**Objective**
Copy every row below word for word, changing nothing.
[Start Material]
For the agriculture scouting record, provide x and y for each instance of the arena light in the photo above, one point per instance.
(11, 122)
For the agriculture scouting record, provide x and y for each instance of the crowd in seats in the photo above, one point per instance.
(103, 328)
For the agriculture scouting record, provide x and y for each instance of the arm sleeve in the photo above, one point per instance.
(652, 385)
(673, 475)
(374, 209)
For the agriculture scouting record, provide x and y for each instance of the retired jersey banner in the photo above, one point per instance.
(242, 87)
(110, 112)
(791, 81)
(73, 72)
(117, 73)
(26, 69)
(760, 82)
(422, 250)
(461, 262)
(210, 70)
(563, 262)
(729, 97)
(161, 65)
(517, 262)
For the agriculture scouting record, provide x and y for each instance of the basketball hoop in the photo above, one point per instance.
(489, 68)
[End Material]
**Task response**
For the agriculture scouting record, provide x and y for each instance of the arena light in the photo above, one point per instance.
(11, 122)
For the agriculture scouting record, provide x and y for each instance of the crowd in seats in the photo above, one point per instance.
(103, 328)
For the agriculture scouting record, provide x and y for each instance of the arm sleeve in the photo above, one point per instance.
(652, 385)
(673, 475)
(374, 209)
For the agriculture scouting record, provide x and y for each instance of the retired jersey banner in the photo above, one point per instance.
(242, 87)
(110, 112)
(791, 81)
(73, 72)
(117, 73)
(26, 69)
(760, 82)
(422, 250)
(461, 262)
(210, 70)
(563, 262)
(729, 97)
(161, 65)
(517, 262)
For the agriculture scouting record, provide x and y for each instance of the basketball hoop in the photo above, one point per instance.
(489, 68)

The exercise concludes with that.